*** Passage
1st time in the pool
Posted on | May 3, 2006 | 25 Comments

A smattering of days, and he’s suddenly different all over again. My heart sometimes aches with the velocity of his changing, like Penelope’s tapestry, each day it must be unraveled and made anew to accommodate the greater love and wonder that I feel.
We went swimming tonight. His first time in a pool. His body abruptly feather light, his pale skin nearly transparent and beautiful. Eyes big, and lashes wet. But seeing is Daddy at the edge produced a thousand grins. Laughing as I blew bubbles near his cheek, he wanted to hold on to the tiled cusp of the pool. Even there, especially there, with the feeling of weightlessness, he wanted to climb.
In the locker room afterwards, sitting on the low blue bench by the wall in his new monogrammed terry robe from his grandma, he watched a three year old boy closely, transfixed. When the boy left, Bean went to each place he had been—touching the bright yellow metal locker, and then the mirror where the boy had stood, pulling on his swimming trunks. This is why I keep coming to the page: the fragility of memory will not hold this sweetness.
******
*** Dataset excerpts
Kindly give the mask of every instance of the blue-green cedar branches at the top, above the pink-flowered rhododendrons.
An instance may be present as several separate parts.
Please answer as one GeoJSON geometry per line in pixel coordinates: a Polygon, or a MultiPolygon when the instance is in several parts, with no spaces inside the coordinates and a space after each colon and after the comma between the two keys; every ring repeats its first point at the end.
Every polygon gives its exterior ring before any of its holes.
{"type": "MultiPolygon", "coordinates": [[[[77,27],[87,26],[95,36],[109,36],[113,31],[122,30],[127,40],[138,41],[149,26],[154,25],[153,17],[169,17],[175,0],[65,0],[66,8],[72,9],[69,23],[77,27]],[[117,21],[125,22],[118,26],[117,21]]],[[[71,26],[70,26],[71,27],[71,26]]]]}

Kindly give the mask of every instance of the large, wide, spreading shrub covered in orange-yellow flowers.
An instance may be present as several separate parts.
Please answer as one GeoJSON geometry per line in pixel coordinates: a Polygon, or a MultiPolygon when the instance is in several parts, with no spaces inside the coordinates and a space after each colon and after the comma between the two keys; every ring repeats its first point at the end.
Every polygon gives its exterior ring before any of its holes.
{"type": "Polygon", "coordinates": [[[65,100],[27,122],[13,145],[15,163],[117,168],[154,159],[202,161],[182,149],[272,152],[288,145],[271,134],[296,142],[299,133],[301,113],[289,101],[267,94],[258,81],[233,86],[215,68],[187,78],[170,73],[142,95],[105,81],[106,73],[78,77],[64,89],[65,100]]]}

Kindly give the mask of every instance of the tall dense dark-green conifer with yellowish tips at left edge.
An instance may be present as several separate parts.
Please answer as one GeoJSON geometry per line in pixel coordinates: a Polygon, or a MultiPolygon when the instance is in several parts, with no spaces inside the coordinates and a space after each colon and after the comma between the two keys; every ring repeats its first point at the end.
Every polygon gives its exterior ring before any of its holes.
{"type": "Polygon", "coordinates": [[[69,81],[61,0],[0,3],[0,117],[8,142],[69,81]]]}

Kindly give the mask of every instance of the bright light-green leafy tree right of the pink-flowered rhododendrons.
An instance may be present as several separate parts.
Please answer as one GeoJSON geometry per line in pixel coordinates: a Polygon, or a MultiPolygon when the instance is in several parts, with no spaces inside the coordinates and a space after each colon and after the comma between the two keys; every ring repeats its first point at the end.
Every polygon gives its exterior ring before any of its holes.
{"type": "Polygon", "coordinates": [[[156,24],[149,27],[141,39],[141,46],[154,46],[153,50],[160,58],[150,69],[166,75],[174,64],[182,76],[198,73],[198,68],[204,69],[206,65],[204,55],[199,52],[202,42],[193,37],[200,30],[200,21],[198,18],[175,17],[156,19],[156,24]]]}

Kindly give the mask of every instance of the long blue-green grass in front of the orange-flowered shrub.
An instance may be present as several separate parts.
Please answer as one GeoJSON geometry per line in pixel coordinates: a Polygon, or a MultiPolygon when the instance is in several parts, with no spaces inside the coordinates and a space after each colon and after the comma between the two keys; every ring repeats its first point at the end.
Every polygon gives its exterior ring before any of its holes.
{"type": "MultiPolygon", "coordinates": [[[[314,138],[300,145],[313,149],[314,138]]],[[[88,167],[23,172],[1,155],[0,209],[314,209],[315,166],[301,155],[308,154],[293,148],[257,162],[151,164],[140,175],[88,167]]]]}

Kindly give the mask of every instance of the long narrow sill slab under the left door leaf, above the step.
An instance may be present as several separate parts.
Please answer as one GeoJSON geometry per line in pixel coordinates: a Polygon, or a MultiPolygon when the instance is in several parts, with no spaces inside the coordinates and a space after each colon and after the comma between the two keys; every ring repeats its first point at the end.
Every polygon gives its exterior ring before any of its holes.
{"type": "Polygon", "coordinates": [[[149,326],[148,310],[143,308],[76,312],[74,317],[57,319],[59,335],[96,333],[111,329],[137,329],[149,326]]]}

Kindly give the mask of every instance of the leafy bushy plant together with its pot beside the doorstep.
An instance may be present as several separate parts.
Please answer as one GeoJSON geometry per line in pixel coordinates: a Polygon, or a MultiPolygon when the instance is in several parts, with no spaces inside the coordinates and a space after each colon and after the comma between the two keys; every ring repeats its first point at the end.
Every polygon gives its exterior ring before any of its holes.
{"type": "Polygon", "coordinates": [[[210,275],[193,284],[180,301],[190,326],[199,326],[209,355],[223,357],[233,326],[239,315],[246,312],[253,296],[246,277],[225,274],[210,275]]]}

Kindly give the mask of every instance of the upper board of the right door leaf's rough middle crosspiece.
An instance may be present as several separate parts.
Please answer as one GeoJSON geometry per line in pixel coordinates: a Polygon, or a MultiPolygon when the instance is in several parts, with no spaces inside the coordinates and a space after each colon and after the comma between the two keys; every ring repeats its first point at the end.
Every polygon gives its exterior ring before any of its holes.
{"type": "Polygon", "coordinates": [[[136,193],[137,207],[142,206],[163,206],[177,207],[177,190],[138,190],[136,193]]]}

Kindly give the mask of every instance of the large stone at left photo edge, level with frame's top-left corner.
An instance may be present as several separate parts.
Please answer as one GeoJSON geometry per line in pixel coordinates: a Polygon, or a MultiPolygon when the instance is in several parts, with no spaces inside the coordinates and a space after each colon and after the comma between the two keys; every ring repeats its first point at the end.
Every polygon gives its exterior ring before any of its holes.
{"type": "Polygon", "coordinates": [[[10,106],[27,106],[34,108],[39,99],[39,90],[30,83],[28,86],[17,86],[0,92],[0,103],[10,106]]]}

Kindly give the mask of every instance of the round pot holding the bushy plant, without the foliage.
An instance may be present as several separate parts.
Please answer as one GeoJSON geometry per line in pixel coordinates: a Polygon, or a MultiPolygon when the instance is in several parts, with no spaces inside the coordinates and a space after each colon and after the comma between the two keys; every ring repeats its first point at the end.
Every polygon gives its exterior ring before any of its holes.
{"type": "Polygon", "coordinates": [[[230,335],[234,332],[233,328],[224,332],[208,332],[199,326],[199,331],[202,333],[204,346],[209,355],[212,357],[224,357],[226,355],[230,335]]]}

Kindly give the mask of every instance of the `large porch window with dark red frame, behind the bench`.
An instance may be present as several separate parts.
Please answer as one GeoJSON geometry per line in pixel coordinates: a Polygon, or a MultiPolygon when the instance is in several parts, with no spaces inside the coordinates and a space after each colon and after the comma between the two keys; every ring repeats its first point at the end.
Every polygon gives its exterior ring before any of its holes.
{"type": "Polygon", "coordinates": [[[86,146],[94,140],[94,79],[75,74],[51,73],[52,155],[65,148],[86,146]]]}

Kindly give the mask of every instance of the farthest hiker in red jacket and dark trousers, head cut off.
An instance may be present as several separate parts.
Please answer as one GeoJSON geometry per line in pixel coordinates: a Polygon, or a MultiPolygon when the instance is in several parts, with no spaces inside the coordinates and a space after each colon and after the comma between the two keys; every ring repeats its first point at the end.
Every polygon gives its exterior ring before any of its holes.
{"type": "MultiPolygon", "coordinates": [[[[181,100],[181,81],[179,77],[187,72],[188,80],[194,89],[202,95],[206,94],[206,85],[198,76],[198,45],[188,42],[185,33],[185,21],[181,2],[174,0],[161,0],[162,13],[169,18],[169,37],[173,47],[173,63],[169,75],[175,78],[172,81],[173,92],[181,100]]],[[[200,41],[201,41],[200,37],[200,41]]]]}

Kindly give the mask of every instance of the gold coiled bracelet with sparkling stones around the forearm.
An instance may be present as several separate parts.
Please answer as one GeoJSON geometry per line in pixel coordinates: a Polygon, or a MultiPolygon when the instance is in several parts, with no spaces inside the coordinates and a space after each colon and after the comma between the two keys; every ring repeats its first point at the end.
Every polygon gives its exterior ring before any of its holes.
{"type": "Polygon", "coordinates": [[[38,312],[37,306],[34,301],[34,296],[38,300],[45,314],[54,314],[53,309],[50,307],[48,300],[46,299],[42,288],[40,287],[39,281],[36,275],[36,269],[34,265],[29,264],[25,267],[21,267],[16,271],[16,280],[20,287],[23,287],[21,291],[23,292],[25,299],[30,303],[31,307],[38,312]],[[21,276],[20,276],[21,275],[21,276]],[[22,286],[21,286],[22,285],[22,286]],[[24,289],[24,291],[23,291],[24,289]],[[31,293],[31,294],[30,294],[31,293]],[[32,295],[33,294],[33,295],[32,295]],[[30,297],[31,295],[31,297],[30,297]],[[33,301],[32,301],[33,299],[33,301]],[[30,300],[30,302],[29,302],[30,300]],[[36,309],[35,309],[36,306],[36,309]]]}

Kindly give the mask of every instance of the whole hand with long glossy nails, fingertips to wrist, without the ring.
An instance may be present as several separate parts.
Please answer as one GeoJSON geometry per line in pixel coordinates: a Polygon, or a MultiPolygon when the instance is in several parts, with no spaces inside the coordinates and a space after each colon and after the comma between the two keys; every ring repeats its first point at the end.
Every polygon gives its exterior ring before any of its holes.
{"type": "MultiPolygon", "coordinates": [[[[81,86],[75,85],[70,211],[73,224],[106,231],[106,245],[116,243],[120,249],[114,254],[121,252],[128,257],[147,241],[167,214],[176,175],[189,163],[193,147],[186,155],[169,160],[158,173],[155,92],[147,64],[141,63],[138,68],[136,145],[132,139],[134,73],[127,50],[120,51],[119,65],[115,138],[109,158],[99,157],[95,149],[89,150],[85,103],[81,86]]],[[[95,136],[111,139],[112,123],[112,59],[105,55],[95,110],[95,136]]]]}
******
- Assignment 1:
Retype the passage of the blog post about the first swim that begins with the words "A smattering of" and ends with "wanted to climb.", reproducing it precisely.
- Assignment 2:
Write a continuation of the blog post about the first swim, beginning after its final sentence.
The material bears no relation to the blog post about a child's first swim.

- Answer box 1:
A smattering of days, and he’s suddenly different all over again. My heart sometimes aches with the velocity of his changing, like Penelope’s tapestry, each day it must be unraveled and made anew to accommodate the greater love and wonder that I feel.
We went swimming tonight. His first time in a pool. His body abruptly feather light, his pale skin nearly transparent and beautiful. Eyes big, and lashes wet. But seeing is Daddy at the edge produced a thousand grins. Laughing as I blew bubbles near his cheek, he wanted to hold on to the tiled cusp of the pool. Even there, especially there, with the feeling of weightlessness, he wanted to climb.

- Answer box 2:
The way his hair still smelled faintly of chorine tonight, even after his bath; or the way he now reaches for his stuffed monkey, cupping his face into its fur to go to sleep. I want to capture everything, and startle to realize how I’ve already lost the urgent memory of when he was newborn, or how he used to push up before he could crawl, like some funny seal pup.
There must be some secret in this: that memory only holds so much. Perhaps we would not move with agility into the future of each moment, if we could fully contain the memory of each passing day. But days like today beg for more. More noticing, more attention. I want to saturate myself with this moment: the way the three of us, walking to our car after dinner, were an orb of family. Bean’s tiny legs wrapped round my waist, his arm touching his Daddy’s chest, and around us both, DH’s muscled arms.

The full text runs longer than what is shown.